> [Exercise directions]: List each line in the listing below that contains the string "hillside", treating uppercase and lowercase as different.

> [Material provided]:
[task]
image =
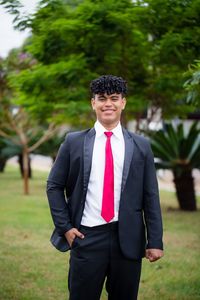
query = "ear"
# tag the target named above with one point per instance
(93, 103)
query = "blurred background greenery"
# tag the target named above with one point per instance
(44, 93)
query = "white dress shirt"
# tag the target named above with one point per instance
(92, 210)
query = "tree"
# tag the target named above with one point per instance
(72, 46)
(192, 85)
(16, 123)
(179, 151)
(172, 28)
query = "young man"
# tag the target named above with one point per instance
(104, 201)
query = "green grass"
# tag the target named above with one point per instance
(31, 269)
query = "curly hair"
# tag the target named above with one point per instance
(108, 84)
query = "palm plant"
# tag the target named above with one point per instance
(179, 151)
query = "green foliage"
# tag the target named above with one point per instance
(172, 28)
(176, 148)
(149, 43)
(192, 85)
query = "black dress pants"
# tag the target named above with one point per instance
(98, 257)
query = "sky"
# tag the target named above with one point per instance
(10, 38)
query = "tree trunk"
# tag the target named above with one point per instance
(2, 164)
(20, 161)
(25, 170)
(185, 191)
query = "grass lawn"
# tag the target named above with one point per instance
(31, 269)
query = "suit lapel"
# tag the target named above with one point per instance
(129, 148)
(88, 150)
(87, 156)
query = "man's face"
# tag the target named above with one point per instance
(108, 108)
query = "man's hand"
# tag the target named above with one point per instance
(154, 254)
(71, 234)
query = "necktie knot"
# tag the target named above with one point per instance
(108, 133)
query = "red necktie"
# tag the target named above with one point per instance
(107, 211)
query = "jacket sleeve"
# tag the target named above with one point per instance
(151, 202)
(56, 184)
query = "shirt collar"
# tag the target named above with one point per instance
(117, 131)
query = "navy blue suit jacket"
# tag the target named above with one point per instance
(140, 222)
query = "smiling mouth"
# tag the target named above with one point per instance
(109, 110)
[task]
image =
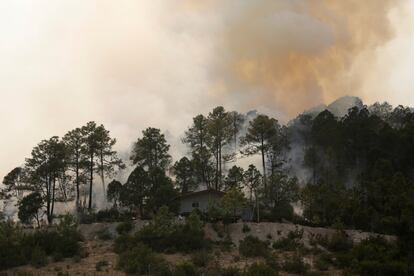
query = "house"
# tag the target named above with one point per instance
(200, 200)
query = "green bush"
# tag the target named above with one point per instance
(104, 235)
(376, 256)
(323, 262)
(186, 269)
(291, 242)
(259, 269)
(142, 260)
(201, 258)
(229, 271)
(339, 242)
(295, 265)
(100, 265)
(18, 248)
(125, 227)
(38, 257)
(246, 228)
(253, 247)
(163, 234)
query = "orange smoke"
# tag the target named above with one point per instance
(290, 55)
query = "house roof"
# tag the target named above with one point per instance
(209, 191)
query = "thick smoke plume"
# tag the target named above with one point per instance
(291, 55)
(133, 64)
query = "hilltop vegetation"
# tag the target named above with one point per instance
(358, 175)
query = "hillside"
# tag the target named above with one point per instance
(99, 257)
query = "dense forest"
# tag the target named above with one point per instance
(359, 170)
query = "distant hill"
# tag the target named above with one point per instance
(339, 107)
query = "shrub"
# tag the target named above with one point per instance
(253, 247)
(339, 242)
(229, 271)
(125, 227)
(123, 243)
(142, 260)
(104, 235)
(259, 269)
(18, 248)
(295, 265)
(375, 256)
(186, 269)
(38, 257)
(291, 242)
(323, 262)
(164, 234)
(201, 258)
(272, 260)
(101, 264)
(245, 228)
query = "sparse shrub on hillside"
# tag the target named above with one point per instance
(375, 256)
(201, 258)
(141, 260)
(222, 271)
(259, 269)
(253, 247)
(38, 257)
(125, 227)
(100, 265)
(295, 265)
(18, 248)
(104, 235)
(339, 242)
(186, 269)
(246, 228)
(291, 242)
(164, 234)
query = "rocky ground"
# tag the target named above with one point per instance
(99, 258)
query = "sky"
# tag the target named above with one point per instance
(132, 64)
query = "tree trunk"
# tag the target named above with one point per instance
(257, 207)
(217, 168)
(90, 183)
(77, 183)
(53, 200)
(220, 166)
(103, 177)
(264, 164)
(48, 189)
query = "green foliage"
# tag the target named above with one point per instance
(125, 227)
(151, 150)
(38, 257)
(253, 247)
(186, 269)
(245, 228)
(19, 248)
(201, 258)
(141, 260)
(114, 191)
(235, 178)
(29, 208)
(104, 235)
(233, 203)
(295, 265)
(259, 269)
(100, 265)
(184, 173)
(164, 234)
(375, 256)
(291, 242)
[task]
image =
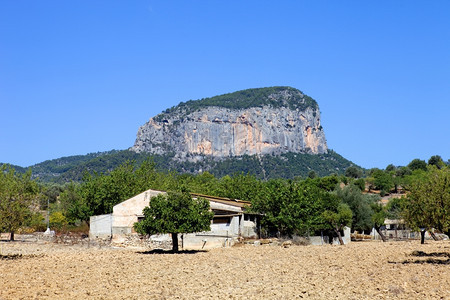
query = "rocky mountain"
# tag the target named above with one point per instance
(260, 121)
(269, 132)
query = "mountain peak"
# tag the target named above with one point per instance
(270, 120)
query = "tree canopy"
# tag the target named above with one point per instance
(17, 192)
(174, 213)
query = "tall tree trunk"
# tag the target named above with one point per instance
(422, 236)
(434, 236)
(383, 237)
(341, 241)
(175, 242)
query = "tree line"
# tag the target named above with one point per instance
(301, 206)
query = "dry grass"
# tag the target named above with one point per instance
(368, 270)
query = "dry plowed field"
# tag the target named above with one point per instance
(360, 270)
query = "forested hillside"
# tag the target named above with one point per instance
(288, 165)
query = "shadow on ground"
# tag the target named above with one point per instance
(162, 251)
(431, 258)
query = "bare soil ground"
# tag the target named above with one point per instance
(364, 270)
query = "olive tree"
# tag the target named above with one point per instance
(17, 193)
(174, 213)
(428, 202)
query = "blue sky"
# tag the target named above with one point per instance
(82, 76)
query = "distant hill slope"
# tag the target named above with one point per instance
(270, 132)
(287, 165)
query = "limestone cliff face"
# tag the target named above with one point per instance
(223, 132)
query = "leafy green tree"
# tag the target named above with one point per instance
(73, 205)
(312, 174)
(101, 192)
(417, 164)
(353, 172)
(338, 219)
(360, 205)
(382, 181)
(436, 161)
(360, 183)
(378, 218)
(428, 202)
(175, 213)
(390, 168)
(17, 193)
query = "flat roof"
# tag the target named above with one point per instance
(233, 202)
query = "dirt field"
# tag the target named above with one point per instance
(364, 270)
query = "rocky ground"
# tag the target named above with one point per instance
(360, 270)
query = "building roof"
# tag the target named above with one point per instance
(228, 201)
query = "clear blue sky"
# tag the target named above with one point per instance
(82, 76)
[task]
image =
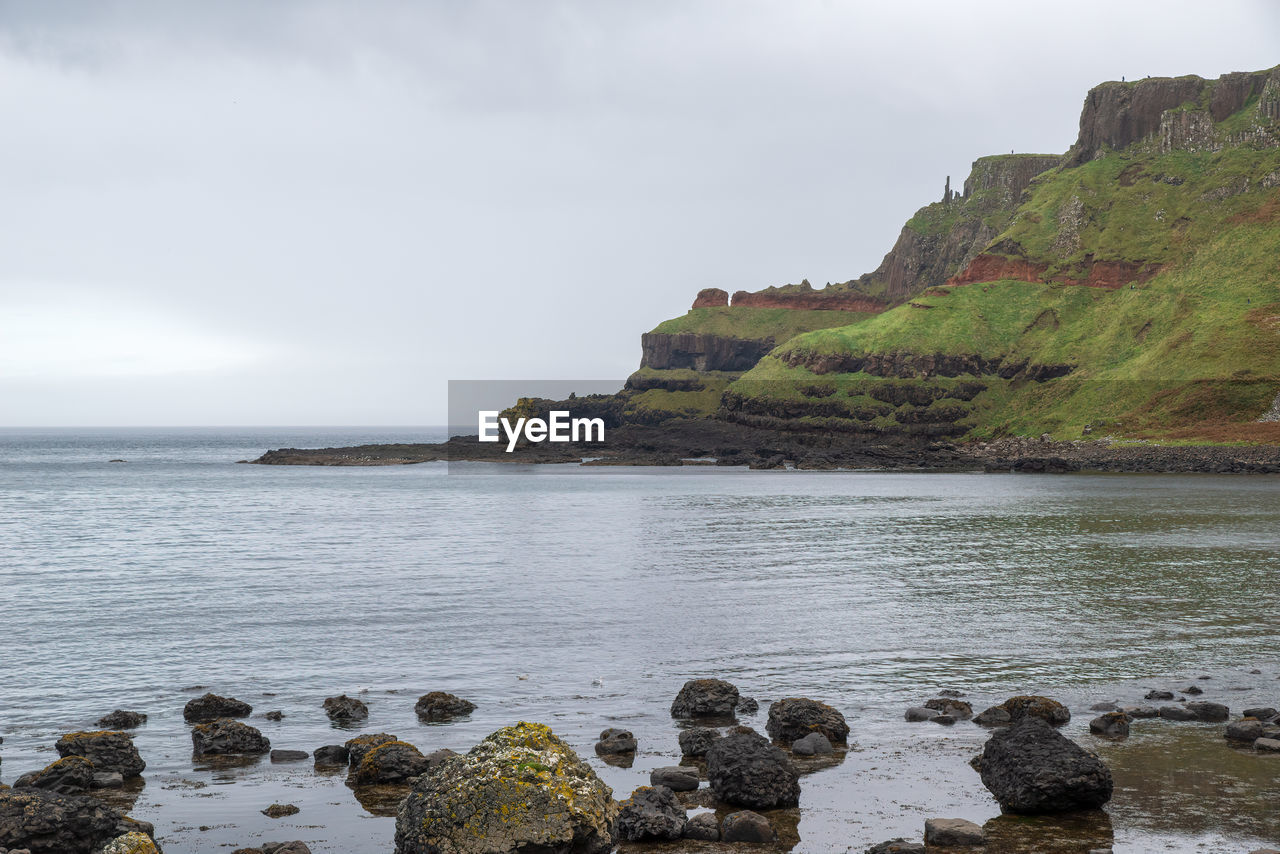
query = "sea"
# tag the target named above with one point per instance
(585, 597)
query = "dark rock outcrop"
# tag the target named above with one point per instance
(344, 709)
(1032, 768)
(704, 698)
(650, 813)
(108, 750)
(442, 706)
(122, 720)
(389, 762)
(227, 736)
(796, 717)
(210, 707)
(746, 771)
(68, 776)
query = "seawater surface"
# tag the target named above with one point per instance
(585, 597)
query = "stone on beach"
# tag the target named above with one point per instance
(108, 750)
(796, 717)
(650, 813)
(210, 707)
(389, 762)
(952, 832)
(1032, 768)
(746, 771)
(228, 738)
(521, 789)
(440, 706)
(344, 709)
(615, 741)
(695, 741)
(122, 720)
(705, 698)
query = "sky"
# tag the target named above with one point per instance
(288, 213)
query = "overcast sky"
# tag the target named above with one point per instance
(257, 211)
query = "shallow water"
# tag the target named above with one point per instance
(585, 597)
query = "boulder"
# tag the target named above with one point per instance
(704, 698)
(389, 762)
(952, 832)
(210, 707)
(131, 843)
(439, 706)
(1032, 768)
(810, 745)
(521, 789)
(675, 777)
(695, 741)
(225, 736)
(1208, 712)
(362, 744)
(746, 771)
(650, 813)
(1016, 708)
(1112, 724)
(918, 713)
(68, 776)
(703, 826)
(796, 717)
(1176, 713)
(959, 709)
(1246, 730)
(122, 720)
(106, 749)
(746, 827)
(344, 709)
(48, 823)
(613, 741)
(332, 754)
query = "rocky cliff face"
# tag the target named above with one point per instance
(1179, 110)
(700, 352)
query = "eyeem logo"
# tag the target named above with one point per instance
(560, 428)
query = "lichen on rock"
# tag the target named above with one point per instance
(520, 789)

--

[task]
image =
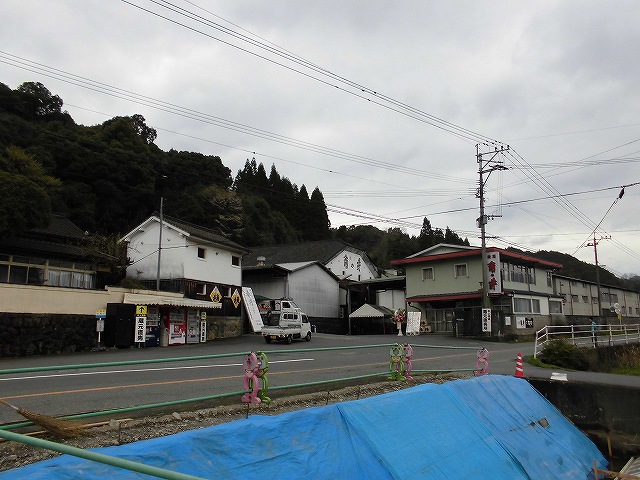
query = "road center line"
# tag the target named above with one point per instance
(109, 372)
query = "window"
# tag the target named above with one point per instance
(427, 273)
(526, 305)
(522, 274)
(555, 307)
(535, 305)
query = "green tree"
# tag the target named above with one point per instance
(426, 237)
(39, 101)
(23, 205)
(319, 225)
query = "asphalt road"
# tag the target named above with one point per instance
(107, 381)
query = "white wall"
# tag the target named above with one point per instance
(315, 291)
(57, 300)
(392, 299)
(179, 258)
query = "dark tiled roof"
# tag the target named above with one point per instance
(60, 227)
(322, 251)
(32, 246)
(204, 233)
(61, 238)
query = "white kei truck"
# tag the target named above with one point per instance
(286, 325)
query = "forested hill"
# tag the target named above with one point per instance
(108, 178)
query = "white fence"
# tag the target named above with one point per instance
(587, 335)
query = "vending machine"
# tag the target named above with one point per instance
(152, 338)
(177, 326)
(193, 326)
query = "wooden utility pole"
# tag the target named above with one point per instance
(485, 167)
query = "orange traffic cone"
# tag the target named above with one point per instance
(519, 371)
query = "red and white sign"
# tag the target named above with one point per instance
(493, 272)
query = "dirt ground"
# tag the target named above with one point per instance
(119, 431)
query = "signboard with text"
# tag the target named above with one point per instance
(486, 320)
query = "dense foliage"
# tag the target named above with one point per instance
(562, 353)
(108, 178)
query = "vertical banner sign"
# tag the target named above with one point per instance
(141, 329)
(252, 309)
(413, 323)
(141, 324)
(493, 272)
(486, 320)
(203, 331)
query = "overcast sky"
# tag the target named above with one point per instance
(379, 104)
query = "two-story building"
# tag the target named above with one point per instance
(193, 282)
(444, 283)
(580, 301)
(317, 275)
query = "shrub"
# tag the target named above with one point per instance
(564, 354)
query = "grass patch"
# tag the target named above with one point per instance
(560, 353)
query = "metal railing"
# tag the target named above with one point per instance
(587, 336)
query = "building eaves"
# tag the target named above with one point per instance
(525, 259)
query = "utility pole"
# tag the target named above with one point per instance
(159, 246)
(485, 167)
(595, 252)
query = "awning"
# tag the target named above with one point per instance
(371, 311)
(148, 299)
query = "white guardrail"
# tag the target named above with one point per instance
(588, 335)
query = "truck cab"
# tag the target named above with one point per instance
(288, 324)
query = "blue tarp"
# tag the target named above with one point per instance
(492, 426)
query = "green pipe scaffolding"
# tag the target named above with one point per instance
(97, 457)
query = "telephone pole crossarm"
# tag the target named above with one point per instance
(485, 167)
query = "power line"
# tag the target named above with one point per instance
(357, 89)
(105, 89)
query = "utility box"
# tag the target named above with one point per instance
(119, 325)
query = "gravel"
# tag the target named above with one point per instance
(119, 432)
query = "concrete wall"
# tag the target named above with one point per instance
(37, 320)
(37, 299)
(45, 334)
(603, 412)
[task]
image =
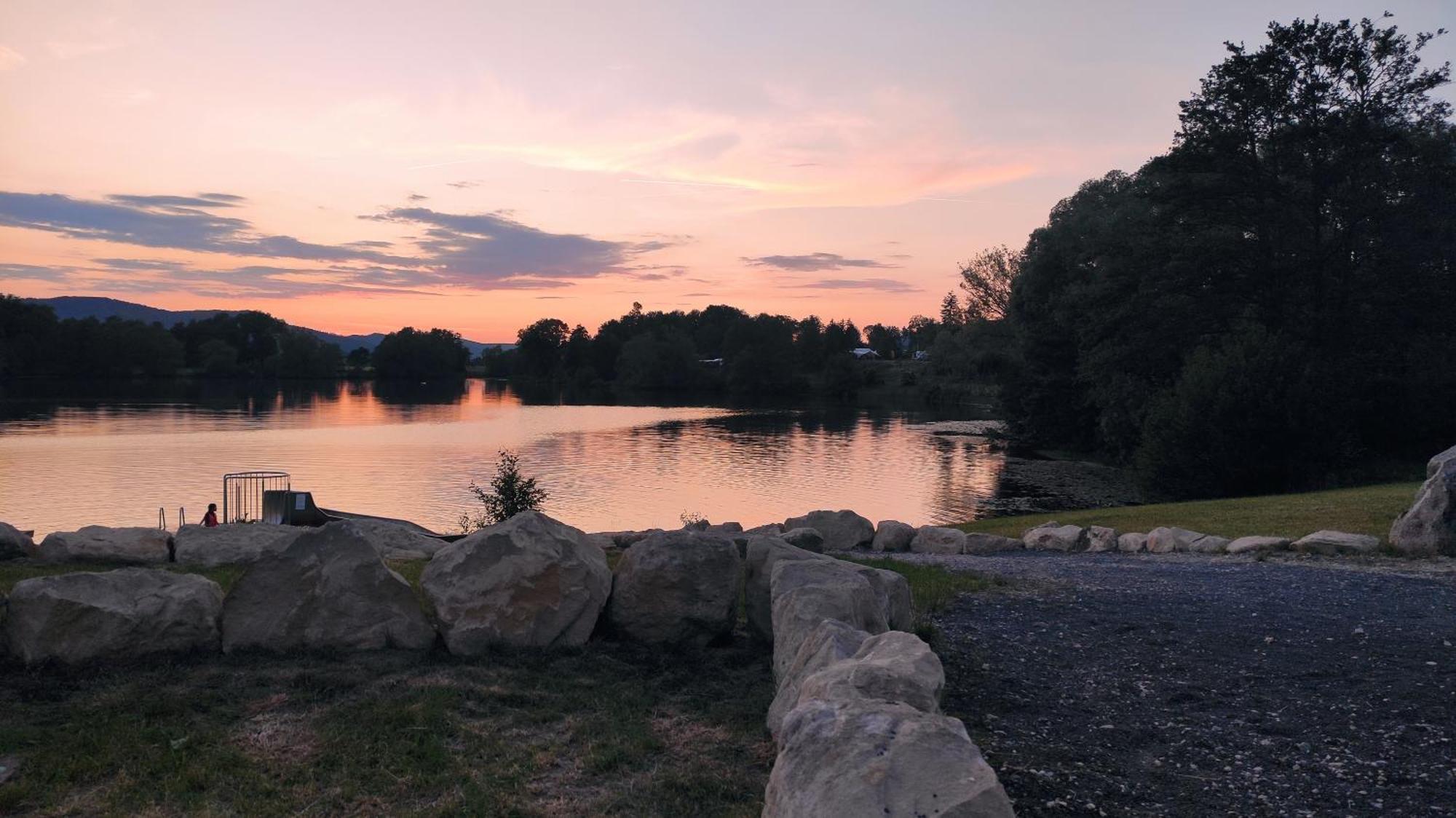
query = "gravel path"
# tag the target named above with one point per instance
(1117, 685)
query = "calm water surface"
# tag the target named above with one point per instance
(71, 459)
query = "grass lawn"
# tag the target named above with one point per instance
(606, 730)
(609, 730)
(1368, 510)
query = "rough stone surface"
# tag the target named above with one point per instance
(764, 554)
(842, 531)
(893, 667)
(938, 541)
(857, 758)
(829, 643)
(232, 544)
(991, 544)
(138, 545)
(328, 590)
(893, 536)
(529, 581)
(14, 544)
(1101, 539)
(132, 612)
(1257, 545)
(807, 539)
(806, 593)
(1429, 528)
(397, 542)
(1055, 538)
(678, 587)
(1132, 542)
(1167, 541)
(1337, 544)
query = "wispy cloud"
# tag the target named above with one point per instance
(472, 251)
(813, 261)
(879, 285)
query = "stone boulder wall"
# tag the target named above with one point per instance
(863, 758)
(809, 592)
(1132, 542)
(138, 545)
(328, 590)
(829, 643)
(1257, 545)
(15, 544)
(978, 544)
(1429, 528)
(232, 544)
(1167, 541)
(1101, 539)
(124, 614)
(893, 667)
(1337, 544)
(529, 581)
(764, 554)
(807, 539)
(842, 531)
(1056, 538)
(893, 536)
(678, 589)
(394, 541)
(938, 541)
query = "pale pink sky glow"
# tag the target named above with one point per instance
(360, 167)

> [Result for this exercise]:
query = "hillside"
query = "sparse shrub on hillside"
query = "forested hillside"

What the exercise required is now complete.